SET TASK:
Could you reproduce the material from the line containing "Each instance of the castle tower" through the end, swapping "walking path" for "footpath" and leaving everything else unchanged?

AVAILABLE DATA:
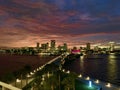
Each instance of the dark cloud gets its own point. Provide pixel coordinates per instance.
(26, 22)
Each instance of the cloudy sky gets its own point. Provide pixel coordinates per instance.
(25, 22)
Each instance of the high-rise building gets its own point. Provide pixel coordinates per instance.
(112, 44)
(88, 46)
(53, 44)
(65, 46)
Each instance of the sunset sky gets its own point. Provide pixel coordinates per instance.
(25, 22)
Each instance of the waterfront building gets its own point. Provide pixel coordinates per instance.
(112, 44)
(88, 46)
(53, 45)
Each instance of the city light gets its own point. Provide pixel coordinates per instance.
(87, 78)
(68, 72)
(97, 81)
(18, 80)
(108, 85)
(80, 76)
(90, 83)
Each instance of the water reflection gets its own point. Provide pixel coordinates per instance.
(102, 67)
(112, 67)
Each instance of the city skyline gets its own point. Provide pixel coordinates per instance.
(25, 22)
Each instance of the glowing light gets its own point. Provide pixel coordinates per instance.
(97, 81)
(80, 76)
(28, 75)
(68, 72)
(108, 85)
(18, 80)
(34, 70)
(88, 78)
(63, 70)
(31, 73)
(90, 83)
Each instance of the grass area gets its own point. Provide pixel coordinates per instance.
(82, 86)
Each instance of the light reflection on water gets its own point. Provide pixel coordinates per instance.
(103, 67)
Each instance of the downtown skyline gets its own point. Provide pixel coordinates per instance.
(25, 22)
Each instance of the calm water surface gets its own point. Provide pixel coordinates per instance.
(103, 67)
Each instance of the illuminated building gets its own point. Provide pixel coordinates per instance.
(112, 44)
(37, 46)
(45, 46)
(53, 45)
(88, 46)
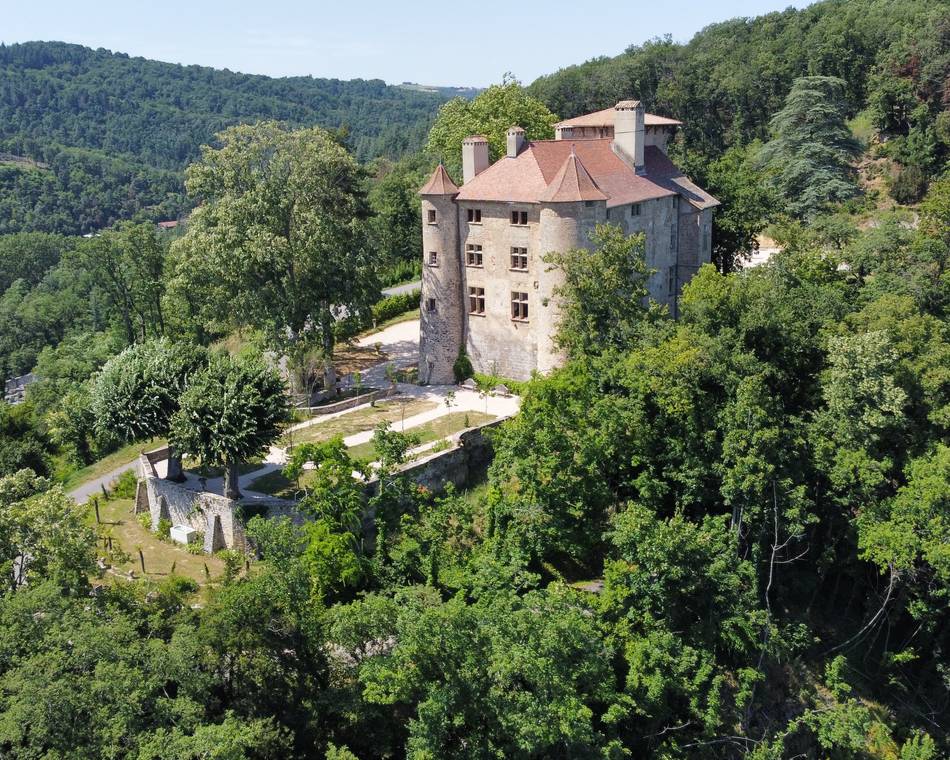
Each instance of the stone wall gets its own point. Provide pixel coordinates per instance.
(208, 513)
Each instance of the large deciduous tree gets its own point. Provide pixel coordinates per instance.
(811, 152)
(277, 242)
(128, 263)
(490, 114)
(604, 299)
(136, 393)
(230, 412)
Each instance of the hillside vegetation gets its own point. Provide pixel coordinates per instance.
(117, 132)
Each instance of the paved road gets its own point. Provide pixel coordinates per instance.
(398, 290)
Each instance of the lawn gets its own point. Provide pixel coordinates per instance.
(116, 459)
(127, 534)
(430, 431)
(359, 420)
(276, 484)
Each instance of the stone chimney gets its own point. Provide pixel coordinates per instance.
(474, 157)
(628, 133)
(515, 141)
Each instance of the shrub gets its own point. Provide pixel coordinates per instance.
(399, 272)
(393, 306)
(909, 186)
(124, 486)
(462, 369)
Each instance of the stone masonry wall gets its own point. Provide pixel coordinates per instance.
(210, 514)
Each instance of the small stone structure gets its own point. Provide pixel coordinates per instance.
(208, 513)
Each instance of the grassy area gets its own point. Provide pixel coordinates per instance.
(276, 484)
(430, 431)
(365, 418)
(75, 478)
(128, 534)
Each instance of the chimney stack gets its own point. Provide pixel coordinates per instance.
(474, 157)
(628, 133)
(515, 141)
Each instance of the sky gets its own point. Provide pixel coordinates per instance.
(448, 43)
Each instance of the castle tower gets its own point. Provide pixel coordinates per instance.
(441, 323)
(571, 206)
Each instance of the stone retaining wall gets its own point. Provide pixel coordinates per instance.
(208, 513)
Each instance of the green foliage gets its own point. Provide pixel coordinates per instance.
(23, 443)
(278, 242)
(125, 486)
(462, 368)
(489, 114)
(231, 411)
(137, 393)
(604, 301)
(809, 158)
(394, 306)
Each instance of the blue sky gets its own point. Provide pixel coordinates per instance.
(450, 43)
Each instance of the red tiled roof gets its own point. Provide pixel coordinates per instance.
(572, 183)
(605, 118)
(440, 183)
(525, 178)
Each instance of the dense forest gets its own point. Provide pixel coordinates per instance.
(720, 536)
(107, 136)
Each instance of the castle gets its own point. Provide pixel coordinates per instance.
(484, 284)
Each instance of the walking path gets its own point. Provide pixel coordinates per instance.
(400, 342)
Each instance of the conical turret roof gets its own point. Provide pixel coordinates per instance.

RESPONSE FOR THIS EXERCISE:
Each instance of the castle tower gets its own point. Provide pixel coordinates per instance.
(441, 323)
(571, 206)
Each instance of the stone retaining wall gets its own point. Provide pixel coordinates per instance.
(208, 513)
Each instance of the green foliage gets its own point. Provide pixel coordinates per instance.
(23, 443)
(278, 242)
(125, 486)
(462, 368)
(489, 114)
(231, 411)
(137, 393)
(604, 301)
(809, 158)
(394, 306)
Each instance of the blue sky gets its own point. Provide pixel coordinates per instance.
(450, 43)
Each instance of the red tiled roof gets its own point. Provide pixel coordinates per instance.
(572, 183)
(605, 118)
(440, 183)
(525, 178)
Each instance of the dense forest gets its own point. Provide pixel coordinates per instance.
(720, 536)
(107, 136)
Each instance of the castle gets its own point. Provide pixel coordinates per instance.
(484, 284)
Each instance of the footpath gets its own point. Provide pixel coordinates per instance.
(400, 342)
Each instance of the conical turret roof gets its own point. Provide pixel coordinates per instance.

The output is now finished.